Pull out every row below that contains the word "woman", and copy each one in full.

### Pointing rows
※

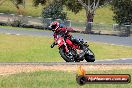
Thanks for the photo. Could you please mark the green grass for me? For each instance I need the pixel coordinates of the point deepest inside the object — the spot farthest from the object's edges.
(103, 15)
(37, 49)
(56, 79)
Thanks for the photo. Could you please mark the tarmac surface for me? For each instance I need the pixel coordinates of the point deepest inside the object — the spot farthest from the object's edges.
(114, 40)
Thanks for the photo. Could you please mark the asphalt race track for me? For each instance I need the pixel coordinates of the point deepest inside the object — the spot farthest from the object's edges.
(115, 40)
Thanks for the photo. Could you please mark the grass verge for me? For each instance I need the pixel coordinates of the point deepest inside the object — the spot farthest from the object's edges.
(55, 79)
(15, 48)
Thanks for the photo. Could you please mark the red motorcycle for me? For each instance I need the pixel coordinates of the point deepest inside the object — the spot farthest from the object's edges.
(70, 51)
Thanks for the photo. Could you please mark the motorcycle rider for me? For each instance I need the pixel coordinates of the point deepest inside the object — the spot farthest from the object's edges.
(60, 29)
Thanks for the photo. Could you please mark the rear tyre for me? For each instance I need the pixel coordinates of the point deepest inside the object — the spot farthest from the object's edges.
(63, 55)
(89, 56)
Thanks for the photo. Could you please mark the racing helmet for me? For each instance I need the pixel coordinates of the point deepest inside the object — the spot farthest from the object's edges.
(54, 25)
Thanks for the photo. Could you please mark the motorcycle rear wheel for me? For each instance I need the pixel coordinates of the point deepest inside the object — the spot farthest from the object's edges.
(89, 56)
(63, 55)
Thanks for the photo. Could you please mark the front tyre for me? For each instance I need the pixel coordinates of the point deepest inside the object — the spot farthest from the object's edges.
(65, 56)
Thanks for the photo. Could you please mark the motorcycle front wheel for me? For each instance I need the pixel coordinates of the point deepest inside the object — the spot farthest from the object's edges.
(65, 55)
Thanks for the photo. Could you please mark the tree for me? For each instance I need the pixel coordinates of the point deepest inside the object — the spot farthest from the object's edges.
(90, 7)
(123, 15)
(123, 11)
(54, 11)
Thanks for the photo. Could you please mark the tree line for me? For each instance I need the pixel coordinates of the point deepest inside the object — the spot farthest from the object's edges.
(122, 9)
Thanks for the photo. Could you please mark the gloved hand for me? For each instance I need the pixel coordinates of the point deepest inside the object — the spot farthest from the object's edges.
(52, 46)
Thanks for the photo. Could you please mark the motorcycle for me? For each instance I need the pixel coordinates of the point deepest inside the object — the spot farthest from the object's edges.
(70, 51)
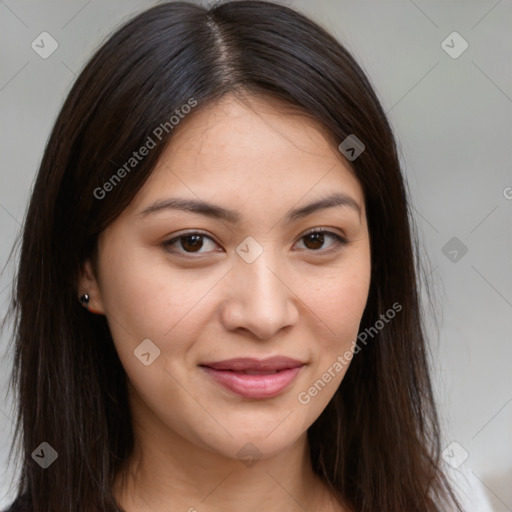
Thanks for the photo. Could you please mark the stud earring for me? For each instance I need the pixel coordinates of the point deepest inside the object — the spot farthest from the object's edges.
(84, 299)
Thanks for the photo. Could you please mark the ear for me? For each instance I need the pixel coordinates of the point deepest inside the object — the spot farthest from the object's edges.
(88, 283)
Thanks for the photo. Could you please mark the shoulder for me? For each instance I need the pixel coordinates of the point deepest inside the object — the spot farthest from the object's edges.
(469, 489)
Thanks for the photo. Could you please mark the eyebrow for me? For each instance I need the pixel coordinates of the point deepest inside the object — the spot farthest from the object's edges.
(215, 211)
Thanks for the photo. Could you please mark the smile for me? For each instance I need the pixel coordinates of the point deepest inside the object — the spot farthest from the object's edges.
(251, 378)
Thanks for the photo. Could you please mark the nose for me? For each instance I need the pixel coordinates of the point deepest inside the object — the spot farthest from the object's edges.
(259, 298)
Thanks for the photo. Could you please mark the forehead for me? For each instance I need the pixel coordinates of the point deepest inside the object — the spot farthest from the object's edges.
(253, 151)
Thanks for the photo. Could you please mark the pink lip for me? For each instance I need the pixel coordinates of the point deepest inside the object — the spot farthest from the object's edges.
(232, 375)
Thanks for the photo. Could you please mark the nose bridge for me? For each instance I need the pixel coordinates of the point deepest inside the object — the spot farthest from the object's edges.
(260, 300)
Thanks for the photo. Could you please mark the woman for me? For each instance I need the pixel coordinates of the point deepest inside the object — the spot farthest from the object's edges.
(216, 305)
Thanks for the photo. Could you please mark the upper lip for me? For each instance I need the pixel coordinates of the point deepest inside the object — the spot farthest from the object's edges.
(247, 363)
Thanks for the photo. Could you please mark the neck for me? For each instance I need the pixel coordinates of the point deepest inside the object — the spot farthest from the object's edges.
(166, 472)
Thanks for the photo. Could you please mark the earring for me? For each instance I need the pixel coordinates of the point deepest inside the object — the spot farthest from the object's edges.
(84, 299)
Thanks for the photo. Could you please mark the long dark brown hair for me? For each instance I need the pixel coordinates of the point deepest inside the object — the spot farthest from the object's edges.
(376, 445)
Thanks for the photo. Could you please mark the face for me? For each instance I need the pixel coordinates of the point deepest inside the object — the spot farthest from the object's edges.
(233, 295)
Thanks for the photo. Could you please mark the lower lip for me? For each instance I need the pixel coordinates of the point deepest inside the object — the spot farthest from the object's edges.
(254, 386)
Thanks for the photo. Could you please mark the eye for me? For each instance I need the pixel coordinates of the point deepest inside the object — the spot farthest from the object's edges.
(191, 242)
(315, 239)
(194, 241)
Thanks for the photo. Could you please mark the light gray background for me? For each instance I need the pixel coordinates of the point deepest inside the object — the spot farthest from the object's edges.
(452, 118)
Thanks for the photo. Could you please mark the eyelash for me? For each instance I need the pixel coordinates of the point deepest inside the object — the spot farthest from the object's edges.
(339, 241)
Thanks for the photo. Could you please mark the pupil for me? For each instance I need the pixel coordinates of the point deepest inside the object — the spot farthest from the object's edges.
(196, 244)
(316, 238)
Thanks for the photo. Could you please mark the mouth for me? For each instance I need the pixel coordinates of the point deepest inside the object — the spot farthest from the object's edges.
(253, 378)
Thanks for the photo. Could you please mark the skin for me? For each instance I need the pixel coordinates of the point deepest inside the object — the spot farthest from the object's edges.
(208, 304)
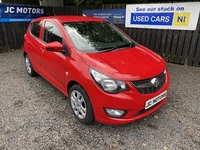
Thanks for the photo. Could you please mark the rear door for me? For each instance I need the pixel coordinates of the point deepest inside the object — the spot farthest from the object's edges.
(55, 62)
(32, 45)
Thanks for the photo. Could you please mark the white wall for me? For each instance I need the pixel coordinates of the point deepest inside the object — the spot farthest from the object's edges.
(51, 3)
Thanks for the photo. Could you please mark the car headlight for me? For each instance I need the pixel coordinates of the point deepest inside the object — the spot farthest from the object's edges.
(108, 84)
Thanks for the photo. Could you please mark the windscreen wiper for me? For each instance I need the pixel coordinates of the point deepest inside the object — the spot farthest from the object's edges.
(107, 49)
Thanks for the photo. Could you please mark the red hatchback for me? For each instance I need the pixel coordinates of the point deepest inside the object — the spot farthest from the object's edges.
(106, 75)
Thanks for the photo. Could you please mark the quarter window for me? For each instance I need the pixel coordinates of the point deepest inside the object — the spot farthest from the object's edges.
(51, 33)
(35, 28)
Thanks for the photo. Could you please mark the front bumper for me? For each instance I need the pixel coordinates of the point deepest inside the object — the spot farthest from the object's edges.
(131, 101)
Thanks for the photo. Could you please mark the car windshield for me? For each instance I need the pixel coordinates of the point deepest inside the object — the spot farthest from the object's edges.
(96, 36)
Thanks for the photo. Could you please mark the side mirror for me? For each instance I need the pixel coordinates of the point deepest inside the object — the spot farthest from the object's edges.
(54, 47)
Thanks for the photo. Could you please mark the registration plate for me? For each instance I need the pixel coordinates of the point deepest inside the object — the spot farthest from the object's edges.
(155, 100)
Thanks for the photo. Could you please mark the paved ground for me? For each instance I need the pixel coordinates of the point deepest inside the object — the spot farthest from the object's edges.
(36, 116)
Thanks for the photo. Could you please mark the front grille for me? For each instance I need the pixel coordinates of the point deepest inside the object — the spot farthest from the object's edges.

※

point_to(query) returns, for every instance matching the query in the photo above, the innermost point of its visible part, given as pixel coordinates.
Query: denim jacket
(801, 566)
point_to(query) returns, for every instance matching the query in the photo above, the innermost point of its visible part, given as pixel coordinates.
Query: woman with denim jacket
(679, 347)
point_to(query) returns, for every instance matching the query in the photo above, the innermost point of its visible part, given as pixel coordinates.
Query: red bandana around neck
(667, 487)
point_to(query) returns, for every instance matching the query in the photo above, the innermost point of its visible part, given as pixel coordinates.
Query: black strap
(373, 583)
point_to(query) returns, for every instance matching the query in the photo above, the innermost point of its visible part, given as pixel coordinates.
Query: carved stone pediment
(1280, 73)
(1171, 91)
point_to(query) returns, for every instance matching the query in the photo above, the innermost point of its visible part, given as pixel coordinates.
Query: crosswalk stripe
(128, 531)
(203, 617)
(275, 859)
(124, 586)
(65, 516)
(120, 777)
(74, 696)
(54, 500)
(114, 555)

※

### Exercise answer
Thanks for the photo. Could you please mark the woman for me? For each instance I need the pixel coordinates of the point deepest inside the object — the spot farthest from the object's edges.
Query: woman with denim jacket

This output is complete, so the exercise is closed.